**EXERCISE DETAILS:**
Tally how many lines in the items below contain the word "black", and reply with only that number.

**INFORMATION PROVIDED:**

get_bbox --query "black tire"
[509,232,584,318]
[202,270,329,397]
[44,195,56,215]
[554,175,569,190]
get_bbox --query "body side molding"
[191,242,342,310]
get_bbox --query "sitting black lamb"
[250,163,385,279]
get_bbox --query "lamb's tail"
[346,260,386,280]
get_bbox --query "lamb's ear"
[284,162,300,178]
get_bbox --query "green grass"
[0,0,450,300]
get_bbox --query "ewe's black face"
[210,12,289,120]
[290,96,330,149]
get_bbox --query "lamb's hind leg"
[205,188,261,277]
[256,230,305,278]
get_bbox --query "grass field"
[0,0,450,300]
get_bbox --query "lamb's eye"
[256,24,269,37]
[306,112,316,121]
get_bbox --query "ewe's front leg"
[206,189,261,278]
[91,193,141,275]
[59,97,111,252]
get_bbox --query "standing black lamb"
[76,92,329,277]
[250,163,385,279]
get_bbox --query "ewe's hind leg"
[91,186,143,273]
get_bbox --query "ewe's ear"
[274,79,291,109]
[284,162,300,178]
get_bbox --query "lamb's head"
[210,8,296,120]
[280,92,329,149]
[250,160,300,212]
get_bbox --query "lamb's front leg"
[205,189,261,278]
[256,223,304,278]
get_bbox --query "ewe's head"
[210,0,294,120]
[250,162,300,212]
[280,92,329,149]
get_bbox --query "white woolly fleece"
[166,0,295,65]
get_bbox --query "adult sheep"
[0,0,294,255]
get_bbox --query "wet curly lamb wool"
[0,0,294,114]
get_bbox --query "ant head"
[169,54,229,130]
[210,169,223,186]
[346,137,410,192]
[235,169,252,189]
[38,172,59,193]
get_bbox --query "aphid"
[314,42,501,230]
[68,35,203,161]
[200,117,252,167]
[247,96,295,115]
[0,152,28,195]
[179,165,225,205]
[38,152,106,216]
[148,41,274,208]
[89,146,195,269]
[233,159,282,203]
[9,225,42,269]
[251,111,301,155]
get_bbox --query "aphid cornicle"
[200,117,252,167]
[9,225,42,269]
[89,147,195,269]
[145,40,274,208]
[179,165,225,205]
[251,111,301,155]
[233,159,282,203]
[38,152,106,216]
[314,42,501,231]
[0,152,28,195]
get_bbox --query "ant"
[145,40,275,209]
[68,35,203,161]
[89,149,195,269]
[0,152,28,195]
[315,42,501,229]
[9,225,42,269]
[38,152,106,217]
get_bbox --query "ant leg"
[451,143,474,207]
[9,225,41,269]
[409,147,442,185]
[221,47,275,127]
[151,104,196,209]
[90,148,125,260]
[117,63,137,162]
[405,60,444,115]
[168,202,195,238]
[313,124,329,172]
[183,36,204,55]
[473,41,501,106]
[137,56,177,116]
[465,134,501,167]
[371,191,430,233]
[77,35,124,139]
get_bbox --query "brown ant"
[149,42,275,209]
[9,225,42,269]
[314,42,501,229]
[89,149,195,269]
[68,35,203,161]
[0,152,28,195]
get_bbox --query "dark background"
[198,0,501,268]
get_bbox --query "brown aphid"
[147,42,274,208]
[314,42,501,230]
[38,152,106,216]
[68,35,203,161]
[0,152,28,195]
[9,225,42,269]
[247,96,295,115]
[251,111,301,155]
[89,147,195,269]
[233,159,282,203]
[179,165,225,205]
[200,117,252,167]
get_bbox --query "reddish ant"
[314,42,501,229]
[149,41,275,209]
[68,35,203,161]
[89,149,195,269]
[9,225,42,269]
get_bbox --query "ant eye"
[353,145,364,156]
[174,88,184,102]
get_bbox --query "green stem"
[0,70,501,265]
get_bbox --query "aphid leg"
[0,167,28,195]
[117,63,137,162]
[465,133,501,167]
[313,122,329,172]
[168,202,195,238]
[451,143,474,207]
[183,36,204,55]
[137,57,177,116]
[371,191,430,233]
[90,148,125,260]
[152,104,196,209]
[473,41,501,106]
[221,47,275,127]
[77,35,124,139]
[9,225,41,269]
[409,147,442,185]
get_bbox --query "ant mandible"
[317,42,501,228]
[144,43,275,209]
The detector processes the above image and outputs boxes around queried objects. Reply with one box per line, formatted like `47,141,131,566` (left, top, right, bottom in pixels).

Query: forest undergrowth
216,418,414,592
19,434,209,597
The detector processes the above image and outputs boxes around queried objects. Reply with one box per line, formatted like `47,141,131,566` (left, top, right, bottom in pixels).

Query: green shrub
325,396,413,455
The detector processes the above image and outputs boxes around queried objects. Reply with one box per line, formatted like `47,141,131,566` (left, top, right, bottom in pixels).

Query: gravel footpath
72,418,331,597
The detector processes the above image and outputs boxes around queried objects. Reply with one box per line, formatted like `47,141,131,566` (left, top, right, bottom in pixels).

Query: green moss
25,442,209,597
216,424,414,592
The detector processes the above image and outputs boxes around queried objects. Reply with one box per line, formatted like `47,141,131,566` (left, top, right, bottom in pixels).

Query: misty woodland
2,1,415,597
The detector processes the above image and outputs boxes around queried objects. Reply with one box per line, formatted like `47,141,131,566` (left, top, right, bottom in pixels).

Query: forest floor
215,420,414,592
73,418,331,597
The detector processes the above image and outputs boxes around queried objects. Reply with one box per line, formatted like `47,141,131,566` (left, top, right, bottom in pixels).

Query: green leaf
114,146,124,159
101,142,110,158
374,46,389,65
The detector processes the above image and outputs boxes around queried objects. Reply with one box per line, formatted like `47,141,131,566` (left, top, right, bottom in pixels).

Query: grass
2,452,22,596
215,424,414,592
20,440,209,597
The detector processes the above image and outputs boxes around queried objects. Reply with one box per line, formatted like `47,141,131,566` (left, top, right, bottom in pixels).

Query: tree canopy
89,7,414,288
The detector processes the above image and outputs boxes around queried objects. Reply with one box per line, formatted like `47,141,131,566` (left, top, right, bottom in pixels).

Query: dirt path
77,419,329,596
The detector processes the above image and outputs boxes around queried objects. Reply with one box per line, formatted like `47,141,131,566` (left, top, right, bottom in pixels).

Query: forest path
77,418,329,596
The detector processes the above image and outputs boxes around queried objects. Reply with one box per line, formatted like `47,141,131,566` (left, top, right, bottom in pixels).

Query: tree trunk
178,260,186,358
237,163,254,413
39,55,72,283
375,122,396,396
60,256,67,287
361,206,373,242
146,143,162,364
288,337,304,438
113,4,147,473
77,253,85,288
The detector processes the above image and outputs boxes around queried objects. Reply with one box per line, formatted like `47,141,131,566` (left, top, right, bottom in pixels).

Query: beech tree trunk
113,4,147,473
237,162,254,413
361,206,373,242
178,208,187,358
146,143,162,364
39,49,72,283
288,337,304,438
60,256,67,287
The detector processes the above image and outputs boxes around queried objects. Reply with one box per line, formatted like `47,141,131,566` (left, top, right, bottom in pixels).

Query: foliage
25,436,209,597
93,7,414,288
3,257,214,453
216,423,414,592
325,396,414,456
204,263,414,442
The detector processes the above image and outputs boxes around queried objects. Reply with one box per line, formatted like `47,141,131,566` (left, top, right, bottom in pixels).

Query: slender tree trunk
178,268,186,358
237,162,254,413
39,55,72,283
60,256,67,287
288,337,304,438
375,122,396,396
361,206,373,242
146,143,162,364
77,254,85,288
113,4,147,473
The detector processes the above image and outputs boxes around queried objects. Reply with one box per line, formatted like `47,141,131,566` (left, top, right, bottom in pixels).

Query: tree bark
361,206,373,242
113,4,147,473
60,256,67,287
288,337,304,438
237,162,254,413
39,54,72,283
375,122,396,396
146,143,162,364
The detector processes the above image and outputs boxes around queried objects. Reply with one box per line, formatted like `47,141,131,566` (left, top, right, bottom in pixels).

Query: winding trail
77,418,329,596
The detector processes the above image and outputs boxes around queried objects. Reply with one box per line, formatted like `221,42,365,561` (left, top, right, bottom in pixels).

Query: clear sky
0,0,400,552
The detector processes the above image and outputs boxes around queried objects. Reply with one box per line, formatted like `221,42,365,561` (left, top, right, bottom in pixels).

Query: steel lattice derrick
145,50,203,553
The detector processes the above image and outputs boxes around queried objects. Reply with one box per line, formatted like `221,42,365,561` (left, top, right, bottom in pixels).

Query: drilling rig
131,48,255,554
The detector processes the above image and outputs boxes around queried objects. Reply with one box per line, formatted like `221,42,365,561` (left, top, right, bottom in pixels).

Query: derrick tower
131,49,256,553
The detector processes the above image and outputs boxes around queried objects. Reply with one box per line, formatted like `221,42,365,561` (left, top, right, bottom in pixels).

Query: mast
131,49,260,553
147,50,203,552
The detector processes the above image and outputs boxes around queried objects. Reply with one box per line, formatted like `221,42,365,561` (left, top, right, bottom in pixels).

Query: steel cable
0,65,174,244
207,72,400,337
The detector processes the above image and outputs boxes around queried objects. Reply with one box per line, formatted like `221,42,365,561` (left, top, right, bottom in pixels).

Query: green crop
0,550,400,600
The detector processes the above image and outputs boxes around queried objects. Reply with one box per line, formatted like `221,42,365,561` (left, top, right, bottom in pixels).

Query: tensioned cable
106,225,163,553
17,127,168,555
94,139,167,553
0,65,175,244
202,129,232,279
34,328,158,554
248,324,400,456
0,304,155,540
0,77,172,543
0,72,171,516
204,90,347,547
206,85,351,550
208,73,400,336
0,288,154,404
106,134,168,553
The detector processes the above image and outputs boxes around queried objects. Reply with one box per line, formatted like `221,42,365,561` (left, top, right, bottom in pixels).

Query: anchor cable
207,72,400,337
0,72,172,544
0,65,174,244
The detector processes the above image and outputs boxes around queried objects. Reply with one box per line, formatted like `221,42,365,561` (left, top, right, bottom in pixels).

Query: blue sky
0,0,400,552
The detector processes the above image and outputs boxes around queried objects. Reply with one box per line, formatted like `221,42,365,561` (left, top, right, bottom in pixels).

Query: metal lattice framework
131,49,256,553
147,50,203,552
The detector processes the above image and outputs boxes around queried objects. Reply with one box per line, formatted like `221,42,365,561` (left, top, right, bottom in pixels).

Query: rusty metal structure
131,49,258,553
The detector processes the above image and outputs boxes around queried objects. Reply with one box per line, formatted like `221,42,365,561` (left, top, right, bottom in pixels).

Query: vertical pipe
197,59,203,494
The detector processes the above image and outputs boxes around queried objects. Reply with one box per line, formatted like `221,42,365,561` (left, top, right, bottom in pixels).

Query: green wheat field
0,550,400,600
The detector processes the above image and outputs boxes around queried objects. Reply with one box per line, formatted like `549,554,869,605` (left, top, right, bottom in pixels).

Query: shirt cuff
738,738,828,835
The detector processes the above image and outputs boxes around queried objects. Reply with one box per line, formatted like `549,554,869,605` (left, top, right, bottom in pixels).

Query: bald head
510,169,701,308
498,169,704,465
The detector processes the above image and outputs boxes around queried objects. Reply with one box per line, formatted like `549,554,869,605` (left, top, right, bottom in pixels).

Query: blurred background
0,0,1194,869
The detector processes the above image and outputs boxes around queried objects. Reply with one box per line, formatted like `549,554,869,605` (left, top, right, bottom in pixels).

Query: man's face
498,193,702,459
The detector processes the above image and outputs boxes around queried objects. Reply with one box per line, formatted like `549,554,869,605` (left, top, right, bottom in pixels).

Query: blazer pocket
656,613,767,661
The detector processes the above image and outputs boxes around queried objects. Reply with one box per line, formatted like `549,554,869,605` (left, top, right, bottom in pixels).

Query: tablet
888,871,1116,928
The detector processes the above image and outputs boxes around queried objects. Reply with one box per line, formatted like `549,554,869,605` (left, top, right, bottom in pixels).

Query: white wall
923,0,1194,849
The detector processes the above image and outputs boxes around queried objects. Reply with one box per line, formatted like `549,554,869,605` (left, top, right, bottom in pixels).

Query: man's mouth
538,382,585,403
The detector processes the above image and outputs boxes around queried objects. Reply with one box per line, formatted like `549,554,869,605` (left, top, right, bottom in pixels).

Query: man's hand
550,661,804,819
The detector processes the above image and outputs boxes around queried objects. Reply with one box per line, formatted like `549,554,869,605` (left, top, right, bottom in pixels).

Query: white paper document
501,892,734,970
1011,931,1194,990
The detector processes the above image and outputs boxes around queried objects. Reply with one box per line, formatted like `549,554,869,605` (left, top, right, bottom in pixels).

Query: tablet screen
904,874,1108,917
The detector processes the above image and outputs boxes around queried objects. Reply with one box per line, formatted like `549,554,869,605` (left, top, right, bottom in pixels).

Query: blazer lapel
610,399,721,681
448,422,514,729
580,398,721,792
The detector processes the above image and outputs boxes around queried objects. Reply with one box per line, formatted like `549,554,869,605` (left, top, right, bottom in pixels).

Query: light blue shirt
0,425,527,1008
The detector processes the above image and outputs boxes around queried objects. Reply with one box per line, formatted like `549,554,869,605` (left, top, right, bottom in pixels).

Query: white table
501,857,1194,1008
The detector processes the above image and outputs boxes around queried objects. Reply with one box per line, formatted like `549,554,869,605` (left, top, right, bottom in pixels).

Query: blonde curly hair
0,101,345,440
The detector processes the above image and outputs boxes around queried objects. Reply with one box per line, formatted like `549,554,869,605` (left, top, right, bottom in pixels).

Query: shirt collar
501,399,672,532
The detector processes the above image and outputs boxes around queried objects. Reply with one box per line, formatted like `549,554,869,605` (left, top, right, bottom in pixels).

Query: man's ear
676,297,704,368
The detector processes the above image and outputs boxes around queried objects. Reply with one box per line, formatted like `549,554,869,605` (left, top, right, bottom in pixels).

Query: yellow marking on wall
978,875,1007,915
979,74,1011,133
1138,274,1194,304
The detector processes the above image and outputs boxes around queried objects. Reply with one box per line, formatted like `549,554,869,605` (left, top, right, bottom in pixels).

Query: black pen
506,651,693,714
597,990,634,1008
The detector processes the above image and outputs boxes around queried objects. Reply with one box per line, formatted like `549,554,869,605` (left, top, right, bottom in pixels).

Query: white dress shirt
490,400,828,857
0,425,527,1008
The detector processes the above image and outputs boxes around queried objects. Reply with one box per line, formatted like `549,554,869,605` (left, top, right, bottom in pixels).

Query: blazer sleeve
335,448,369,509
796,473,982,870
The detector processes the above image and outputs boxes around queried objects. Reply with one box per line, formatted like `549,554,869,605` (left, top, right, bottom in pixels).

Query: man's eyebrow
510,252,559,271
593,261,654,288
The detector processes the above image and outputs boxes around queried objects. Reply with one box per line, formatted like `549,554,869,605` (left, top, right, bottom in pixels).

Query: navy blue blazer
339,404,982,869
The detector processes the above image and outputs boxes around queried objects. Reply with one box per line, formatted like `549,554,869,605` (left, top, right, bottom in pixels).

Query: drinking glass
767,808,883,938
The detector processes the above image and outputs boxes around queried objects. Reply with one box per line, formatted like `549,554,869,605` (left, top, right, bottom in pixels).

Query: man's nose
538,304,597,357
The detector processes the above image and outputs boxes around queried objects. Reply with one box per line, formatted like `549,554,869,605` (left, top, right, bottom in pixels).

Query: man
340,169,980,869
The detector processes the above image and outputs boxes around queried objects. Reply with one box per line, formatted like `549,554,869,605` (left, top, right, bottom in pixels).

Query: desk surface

**WRITTEN RESPONSE:**
5